**WORK TO COMPLETE:** Report each line of the material below that contains the string "positive". Case counts.

**DATASET EXTRACT:**

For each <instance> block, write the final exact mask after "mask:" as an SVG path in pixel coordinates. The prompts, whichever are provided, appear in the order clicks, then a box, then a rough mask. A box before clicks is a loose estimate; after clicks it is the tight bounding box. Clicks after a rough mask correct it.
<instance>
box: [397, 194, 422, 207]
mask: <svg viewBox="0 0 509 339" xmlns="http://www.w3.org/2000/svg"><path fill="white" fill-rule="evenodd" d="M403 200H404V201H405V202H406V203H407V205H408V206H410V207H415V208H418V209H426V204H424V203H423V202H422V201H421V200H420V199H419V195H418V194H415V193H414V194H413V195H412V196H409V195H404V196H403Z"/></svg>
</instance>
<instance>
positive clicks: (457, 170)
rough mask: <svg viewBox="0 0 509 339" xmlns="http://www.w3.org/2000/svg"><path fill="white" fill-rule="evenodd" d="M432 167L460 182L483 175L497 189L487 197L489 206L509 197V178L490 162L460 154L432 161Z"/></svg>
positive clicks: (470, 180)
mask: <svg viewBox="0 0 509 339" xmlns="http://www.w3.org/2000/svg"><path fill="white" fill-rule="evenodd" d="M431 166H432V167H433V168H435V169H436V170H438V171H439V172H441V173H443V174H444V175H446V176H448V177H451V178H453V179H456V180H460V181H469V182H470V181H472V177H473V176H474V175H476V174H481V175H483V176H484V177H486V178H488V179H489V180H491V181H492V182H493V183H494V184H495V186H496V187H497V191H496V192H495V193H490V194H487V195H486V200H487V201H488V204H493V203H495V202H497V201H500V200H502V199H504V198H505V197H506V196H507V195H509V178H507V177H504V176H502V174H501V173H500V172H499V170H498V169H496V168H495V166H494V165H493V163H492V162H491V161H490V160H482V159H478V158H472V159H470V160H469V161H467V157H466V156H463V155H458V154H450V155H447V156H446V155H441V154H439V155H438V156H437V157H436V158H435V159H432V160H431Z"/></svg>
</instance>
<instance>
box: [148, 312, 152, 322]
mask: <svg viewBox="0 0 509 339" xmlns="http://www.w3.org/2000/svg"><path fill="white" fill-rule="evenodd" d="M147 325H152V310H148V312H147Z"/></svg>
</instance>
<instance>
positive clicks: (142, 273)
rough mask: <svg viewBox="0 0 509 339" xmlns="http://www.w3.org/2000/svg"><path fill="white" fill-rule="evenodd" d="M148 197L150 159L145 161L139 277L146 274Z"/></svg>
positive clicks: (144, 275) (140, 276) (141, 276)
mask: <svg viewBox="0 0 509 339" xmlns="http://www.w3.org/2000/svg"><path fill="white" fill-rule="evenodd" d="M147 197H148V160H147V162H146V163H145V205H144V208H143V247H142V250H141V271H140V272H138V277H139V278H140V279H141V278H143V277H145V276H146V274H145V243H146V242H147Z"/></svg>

==

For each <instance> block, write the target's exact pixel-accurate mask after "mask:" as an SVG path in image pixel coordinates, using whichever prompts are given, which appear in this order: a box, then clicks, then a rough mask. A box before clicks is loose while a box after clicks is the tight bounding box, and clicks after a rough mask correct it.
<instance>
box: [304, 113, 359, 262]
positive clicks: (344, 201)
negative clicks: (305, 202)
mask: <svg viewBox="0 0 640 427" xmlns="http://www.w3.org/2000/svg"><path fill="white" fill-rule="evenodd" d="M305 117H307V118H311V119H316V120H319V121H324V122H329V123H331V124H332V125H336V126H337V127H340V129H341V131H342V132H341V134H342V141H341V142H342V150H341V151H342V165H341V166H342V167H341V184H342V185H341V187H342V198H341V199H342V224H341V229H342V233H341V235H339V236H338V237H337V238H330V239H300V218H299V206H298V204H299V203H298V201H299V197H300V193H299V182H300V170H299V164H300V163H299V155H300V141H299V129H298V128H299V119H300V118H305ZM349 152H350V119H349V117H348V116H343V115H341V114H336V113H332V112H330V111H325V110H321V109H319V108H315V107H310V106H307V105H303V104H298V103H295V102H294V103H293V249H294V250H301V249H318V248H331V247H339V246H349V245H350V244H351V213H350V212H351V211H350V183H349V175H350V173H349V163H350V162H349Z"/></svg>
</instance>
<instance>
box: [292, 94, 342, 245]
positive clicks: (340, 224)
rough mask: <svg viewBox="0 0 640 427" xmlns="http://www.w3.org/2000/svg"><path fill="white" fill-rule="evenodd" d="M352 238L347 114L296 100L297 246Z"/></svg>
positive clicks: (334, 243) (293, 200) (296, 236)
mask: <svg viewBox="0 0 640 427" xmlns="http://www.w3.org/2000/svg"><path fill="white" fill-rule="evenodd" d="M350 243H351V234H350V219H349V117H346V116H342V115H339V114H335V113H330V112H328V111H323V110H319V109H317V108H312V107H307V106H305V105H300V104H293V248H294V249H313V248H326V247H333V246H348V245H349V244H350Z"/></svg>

**EXERCISE ANSWER:**
positive clicks: (457, 170)
positive clicks: (470, 180)
positive clicks: (142, 273)
positive clicks: (144, 275) (140, 276) (141, 276)
positive clicks: (344, 201)
positive clicks: (340, 224)
positive clicks: (334, 243) (293, 200) (296, 236)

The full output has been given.